Problem A:
Please rewrite the paragraph beginning "In January 2022" in the text on the Fourth Mainland Bridge as a short bulleted list that keeps its main facts.
Problem B:
Continue the text on the Fourth Mainland Bridge from where it ends.

──────── Extract to read

The Fourth Mainland Bridge is a 38 km-long bridge project by the Government of Lagos State, Nigeria, connecting Lagos Island through Langbasa (Lekki) and Baiyeku (Ikorodu) across the Lagos Lagoon to Itamaga, in Ikorodu. The bridge is a 2 × 4 lane carriageway cross-sectional road with permission for BRT Lane and future road contractions. Upon completion, it is expected to become the second-longest bridge in Africa, featuring 3 toll plazas, 9 interchanges, a 4.5 km Lagoon Bridge, and an eco-friendly environment, amongst other added features. The idea was conceptualized by the government of Lagos State's former governor, Bola Tinubu. Construction was planned to commence in 2017, 50 years after the state's establishment and 26 years after the completion of the Third Mainland Bridge by the former military President Ibrahim Babangida. While it was initially expected to be completed by 2019, construction has still not started as of November 2023. The project was estimated to cost the state approximately ₦844 billion in the 2017 budget. In September 2020, the Lagos State Government proposed another sum of $2.2 billion for the construction. On the other hand, approximately 800 houses are expected to be demolished during the bridge's construction, significantly fewer than the 4,000 houses designated for demolition under the previous construction plan, which was realigned afterward.
In April 2021, there were 6 bidders for the US$2.5 billion project. By December, the preferred bidder would be known.

In January 2022, the Lagos State Governor, Babajide Sanwo-Olu, publicly announced that three companies had reached the final stage, and the contract would be awarded in March 2022. He had earlier reiterated the plan by the state government to commence the construction on the Opebi-Mende link bridge and the 38-kilometre 4th mainland bridge: "Construction work on the 38km 4th Mainland Bridge — which will be the longest in Africa — and the Opebi-Mende link bridge will commence this year."

────────────────
──────── Data extract

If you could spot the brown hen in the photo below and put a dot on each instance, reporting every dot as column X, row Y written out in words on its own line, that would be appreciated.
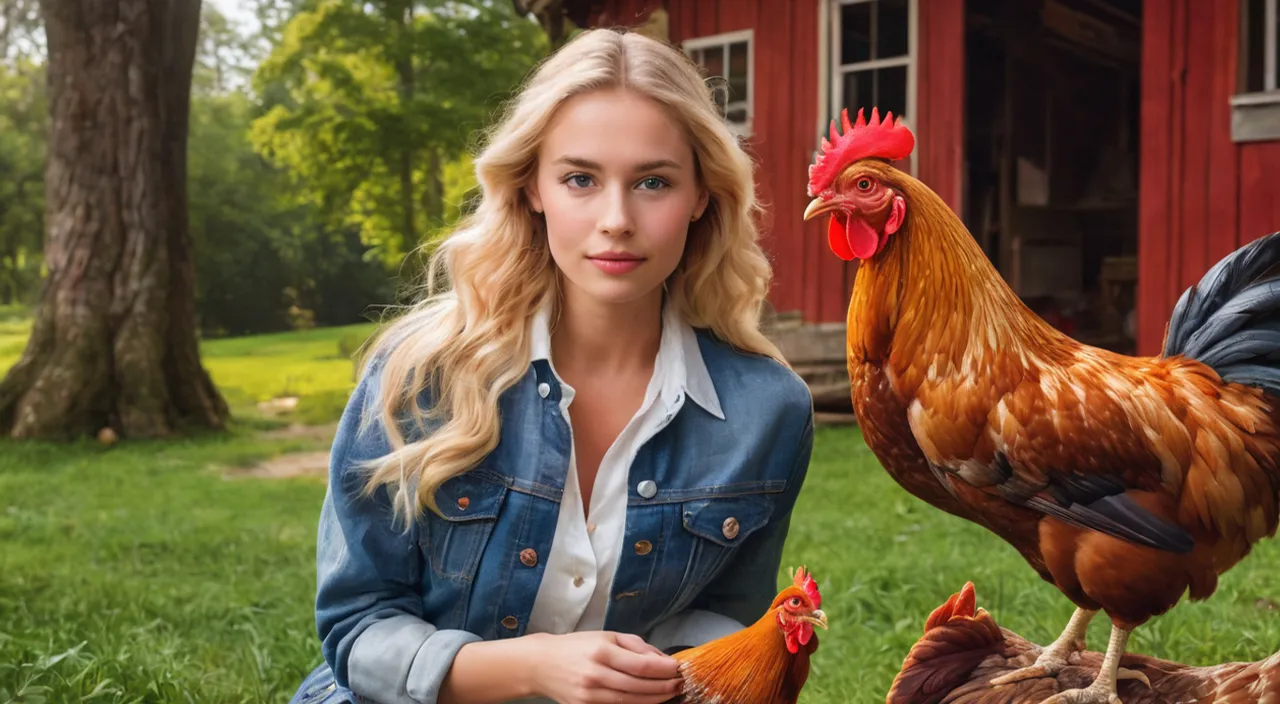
column 963, row 650
column 1125, row 481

────────────────

Answer box A:
- In January 2022, Lagos State Governor Babajide Sanwo-Olu announced that three companies had reached the final stage.
- He said the contract would be awarded in March 2022.
- He had earlier restated the state government's plan to begin construction that year on the Opebi-Mende link bridge and the 38-kilometre Fourth Mainland Bridge, which he called the longest in Africa.

Answer box B:
On December 29, 2022, the state government, through the Office of Public-Private Partnerships, announced Messrs CCECC-CRCCIG Consortium as the preferred bidder for the construction of the bridge. On November 8, 2023, the Lagos government announced a contractor had been chosen for the construction of the fourth bridge. The Fourth Mainland Bridge project is expected to be finished in four years, according to the Lagos State Government. The bridge, when completed, would become the second-longest in Africa with three toll plazas, nine interchanges, a 4.5-kilometre Lagoon Bridge, and an eco-friendly environment. The Government of Lagos State had held consultations with over 48 estates, traditional rulers, and others whose lives would be affected by the bridge.

It is also expected to span about 37 kilometers, starting from Abraham Adesanya in Ajah, on the Eti-Osa-Lekki-Epe corridor and traverse the North West towards the Lagoon shoreline of the Lagos-Ibadan Expressway via Owutu/Isawo in Ikorodu.

The new ("greenfield") tolled road will have a maximum speed limit of 120 km/h.